Given text:
— Start —

8-K 1 a14-26026_18k.htm 8-K

 

 

UNITED STATES

SECURITIES AND EXCHANGE COMMISSION

WASHINGTON, D.C. 20549

 

FORM 8-K

 

CURRENT REPORT

PURSUANT TO SECTION 13 OR 15(d) OF

THE SECURITIES EXCHANGE ACT OF 1934

 

Date of Report (Date of earliest event reported): December 15, 2014

 

STR Holdings, Inc.

(Exact Name of Registrant as Specified in Charter)

 

Delaware

 

001-34529

 

27-1023344

(State or Other Jurisdiction of

 

(Commission File Number)

 

(IRS Employer

Incorporation or Organization)

 

 

 

Identification No.)

 

10 Water Street

 

 

Enfield, Connecticut

 

06082

(Address of principal executive offices)

 

(Zip Code)

 

Registrant’s telephone number, including area code: (860) 272-4235

 

18 Craftsman Road

East Windsor, Connecticut 06088

(860) 763-7014

(Former Name or Former Address, if Changed Since Last Report)

 

Check the appropriate box below if the Form 8-K filing is intended to simultaneously satisfy the filing obligation of the registrant under any of the following provisions (see General Instruction A.2. below):

 

o            Written communications pursuant to Rule 425 under the Securities Act (17 CFR 230.425)

 

o            Soliciting material pursuant to Rule 14a-12 under the Exchange Act (17 CFR 240.14a-12)

 

o            Pre-commencement communications pursuant to Rule 14d-2(b) under the Exchange Act (17 CFR 240.14d-2(b))

 

o            Pre-commencement communications pursuant to Rule 13e-4(c) under the Exchange Act (17 CFR 240.13e-4(c))

 

 

 



 

Item 1.01                                           Entry into a Material Definitive Agreement.

 

Reference is made to Item 3.02 of this Current Report on Form 8-K regarding the Registration Rights Agreement (as defined below). The disclosure contained in Item 3.02 with respect to the Registration Rights Agreement and the information contained in Exhibit 10.1 attached hereto are hereby incorporated by reference in their entirety into this Item 1.01.

 

Item 3.02                                           Unregistered Sales of Equity Securities.

 

On December 15, 2014 (the “Closing Date”), STR Holdings, Inc. (the “Company”), completed its previously announced sale of 27,632,130 shares (the “Purchased Shares”) of its authorized but unissued common stock, par value $0.01 per share (the “Common Stock”), to Zhen Fa New Energy (U.S.) Co., Ltd. (the “Purchaser”), a Nevada corporation and indirect subsidiary of Zhenfa Energy Group Co., Ltd., a Chinese limited liability company (“Zhenfa”), for an aggregate purchase price of approximately $21.7 million (the “Share Issuance”), pursuant to a Stock Purchase Agreement, dated as of August 11, 2014 (the “Purchase Agreement”), by and between the Company and the Purchaser. The issuance and sale of the Purchased Shares was a private placement exempt from registration pursuant to Section 4(2) of the Securities Act of 1933, as amended.

— End —

To do:
#1 According to the Form 8-K filing, how many shares of common stock did STR Holdings, Inc. sell to the Purchaser?
#2 Rewrite the Form 8-K filing starting with "Reference is made" and going on through "this Item 1.01.", putting "Investor Rights Agreement" in place of "Registration Rights Agreement".
The records that come next are separate material and are not part of the filing.

Data entries:
— Start —

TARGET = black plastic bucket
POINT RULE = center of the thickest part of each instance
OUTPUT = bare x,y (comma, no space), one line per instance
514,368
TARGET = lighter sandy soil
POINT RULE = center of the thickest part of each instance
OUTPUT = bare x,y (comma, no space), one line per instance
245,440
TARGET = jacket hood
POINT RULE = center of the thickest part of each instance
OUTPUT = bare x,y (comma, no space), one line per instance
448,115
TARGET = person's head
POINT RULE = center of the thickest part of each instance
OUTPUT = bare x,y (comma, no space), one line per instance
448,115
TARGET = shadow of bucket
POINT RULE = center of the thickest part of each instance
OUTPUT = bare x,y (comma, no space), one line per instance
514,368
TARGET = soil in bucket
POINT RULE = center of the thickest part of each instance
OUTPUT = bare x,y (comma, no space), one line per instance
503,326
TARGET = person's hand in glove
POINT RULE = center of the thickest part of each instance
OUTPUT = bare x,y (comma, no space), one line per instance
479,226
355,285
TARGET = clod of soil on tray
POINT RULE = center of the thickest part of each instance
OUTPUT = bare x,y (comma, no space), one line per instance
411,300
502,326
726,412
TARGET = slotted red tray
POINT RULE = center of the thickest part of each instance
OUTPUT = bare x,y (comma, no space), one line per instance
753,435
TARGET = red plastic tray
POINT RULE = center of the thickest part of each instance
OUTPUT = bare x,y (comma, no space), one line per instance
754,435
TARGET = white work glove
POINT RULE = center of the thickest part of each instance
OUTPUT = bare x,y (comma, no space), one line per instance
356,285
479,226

— End —

Answers for the tasks:
#1 27,632,130 shares

#2
Reference is made to Item 3.02 of this Current Report on Form 8-K regarding the Investor Rights Agreement (as defined below). The disclosure contained in Item 3.02 with respect to the Investor Rights Agreement and the information contained in Exhibit 10.1 attached hereto are hereby incorporated by reference in their entirety into this Item 1.01.